High-risk pool options: Rocks and hard places

Nancy Marshall Genzer, by quoting me, highlights a key problem with the interim high-risk pools that started taking applications today. There’s not enough money allocated for them, only $5 billion to get us to 2014. The CBO says that’s only enough for 200,000 enrollees. Based on my 2005 paper on high-risk pools, I think there’s closer to one million likely eligible for them. What to do?

This isn’t a tough one to solve, but none of the options look so hot politically because they can all be spun as a failing of the law. They’re all rocks and hard places. (OK, maybe one or another is a big bed of thorns–cozy!)

  • Turn away applicants once the money runs out? That’s a lousy thing to do and those folks are pretty sympathetic cases. Imagine the media sob stories (justifiably so).
  • Ask Congress for more money? Are you kidding?! What, just a few years into the fabulous new health reform law and you’re already out of money?!?!
  • Raise premiums on the medically needy? How does that play? Not good.

Frankly, I’m surprised the Democrats got themselves into this pickle. The high-risk pools are one of the first things the new law creates. You want the early stuff to be successful. You don’t want to have to admit you blew it. Even if they had put $25 billion into the pools that would have hardly changed the total spending in the bill (close to $1 trillion). Why were they so stingy?

My guess is they’ll sneak a payment increase into some other bill, bury it among all sorts of tweaks, and pay for it with a tiny cut to something else (or claim as much). Nevertheless, it was a silly mistake. Or am I missing something?

Data:
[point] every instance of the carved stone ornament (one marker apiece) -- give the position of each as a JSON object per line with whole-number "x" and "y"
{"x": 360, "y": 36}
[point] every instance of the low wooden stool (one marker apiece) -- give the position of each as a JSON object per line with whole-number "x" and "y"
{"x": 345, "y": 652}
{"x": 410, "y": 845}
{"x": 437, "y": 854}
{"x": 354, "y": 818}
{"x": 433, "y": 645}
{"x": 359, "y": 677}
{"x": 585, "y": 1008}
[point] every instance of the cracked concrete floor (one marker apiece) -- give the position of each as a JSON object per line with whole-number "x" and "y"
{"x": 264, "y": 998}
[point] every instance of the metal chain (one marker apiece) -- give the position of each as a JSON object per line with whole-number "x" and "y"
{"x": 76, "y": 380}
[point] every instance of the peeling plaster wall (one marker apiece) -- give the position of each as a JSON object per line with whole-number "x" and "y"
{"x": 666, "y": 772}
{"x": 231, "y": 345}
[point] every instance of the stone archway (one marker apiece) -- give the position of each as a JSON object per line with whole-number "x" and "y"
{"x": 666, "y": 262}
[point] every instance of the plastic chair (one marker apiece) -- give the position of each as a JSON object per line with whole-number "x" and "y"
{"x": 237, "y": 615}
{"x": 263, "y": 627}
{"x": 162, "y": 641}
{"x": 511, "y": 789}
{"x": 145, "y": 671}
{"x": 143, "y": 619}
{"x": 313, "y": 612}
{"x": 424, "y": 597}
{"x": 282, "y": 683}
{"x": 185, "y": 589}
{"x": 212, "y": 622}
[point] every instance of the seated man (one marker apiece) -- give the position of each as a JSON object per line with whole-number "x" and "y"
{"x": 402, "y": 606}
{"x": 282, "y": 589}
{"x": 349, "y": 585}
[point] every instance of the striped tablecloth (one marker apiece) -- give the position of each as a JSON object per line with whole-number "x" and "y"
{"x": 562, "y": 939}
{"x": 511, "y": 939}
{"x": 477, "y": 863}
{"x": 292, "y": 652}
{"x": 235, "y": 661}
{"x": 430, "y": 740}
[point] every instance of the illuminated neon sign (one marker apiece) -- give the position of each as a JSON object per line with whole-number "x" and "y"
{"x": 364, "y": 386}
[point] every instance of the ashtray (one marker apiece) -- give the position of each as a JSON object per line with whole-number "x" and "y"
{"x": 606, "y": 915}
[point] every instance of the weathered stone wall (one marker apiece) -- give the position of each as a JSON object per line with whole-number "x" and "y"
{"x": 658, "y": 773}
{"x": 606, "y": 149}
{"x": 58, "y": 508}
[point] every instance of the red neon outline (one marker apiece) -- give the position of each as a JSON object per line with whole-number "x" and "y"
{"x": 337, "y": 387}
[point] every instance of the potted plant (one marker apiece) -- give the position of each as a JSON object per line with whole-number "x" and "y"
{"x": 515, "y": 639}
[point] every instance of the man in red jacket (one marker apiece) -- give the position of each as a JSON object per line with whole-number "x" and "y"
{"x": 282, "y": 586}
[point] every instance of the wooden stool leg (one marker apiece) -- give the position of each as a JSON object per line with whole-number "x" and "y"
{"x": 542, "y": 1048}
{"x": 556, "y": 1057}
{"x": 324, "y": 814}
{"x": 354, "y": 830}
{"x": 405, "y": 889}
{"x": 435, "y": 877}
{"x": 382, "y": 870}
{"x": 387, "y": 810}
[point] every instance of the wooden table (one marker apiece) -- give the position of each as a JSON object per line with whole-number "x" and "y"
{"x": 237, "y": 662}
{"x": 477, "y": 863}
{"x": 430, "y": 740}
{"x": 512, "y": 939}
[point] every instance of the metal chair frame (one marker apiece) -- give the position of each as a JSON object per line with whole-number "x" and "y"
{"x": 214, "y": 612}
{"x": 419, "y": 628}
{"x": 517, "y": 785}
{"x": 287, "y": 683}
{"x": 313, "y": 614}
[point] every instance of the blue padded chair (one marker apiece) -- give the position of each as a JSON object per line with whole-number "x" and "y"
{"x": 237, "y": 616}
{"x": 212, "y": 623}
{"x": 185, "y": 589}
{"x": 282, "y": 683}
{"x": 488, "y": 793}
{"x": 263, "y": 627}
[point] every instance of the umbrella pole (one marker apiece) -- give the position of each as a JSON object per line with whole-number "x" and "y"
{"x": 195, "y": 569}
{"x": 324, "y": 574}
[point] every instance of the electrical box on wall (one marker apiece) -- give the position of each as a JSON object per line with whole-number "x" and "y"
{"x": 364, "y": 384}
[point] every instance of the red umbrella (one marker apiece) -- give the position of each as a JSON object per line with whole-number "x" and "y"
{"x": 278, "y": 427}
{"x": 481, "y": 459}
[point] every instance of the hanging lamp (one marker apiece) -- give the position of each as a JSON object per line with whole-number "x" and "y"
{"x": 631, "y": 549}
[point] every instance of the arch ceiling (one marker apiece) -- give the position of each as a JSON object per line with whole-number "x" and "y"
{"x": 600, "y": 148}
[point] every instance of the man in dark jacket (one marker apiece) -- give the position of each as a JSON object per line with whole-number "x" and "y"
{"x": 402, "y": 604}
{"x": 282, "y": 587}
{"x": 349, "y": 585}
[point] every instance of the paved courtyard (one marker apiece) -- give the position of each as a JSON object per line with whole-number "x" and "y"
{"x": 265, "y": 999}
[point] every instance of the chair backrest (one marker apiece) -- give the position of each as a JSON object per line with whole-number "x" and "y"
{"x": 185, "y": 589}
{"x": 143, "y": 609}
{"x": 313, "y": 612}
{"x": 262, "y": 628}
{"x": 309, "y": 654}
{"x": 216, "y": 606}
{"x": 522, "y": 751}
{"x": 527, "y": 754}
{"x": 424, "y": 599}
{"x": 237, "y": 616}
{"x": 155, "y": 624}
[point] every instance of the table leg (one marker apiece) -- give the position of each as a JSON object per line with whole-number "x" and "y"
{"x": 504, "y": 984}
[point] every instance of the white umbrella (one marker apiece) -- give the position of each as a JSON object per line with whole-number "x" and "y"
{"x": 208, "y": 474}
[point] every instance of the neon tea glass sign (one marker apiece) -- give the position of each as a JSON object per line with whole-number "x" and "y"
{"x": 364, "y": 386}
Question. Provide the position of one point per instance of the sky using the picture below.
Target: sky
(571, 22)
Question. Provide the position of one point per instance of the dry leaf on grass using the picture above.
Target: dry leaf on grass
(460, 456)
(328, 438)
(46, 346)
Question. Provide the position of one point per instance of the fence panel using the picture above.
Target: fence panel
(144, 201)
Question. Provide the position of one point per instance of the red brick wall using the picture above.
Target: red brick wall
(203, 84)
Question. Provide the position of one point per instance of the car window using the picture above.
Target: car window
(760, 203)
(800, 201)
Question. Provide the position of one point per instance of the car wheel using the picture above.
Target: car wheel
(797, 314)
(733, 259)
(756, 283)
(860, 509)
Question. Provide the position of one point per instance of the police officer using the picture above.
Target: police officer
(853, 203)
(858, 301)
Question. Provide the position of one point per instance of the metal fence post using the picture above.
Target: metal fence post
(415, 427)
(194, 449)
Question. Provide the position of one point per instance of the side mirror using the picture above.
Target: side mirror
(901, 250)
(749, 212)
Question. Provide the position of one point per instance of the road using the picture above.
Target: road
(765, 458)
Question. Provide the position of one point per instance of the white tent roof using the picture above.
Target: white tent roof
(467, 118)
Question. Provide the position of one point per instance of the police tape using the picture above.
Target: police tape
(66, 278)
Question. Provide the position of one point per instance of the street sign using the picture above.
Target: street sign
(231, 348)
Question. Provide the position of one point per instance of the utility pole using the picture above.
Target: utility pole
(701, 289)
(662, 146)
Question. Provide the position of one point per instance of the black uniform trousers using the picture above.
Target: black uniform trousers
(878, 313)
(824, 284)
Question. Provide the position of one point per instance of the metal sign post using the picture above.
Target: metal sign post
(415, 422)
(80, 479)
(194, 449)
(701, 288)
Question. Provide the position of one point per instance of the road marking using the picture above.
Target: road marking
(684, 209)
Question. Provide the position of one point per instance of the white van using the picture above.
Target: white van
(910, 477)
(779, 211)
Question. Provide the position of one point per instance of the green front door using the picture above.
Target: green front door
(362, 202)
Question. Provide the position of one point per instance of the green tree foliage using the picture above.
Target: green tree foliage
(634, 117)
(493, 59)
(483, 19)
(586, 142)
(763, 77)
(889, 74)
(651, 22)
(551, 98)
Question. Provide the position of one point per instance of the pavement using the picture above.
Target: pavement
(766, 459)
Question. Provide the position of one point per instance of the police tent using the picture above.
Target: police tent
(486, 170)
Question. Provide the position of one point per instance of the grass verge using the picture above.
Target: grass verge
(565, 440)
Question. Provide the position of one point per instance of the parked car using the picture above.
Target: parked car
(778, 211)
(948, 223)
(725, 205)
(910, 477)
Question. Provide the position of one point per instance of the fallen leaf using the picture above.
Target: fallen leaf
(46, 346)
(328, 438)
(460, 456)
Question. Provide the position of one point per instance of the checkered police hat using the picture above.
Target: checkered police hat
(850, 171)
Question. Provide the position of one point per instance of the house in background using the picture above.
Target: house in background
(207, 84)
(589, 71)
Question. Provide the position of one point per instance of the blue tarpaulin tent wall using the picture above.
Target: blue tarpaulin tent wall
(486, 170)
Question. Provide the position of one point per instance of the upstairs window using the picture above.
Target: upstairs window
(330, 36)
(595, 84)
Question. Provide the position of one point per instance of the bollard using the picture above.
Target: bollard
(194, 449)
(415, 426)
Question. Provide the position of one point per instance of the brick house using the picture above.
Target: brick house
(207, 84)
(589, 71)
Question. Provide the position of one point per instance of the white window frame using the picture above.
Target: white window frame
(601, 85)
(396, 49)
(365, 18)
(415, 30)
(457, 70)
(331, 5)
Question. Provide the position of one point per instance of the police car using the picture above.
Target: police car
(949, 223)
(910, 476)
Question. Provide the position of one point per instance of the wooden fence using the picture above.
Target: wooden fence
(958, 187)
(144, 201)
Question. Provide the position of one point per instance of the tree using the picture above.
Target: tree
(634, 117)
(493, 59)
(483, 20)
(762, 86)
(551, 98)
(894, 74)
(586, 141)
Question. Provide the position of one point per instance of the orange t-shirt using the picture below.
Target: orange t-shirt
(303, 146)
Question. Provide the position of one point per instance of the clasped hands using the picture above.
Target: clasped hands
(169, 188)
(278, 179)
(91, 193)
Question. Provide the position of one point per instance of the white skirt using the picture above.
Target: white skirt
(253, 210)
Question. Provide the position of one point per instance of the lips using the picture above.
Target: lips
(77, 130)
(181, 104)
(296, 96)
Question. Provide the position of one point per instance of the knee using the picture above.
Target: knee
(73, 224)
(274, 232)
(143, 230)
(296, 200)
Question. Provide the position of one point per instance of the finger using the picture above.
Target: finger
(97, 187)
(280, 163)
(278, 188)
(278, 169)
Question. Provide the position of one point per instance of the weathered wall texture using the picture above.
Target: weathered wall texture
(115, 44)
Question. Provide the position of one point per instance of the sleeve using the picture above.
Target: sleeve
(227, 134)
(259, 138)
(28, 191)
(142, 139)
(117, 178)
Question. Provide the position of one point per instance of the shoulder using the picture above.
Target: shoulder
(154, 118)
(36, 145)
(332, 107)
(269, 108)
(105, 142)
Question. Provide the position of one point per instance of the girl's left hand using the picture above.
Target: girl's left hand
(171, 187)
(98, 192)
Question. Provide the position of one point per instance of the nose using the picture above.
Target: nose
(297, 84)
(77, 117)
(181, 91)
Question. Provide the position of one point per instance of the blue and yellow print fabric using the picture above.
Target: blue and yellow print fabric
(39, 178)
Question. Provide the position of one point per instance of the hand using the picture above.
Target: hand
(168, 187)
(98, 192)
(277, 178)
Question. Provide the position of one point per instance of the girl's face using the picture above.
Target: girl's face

Questions:
A: Translate into Spanish this sentence from the high-risk pool post: "The high-risk pools are one of the first things the new law creates."
B: Answer these questions from the high-risk pool post:
(i) How much money has been allocated for the interim high-risk pools through 2014?
(ii) How many enrollees does the CBO say that money will cover?
(iii) What is the approximate total spending in the bill?
C: Decide whether each statement agrees with the high-risk pool post. For each, answer yes or no and quote the words that settle it.
(i) The writer estimates that about one million people are likely eligible for the pools.
(ii) The writer sees asking Congress for more money as an easy option.
(iii) The writer expects a payment increase to pass as a separate, standalone bill.

Task solutions:
A: Los fondos de alto riesgo son una de las primeras cosas que crea la nueva ley.

B:
(i) $5 billion
(ii) 200,000
(iii) Close to $1 trillion

C:
(i) Yes: "I think there’s closer to one million likely eligible for them."
(ii) No: "Ask Congress for more money? Are you kidding?!"
(iii) No: "My guess is they’ll sneak a payment increase into some other bill, bury it among all sorts of tweaks"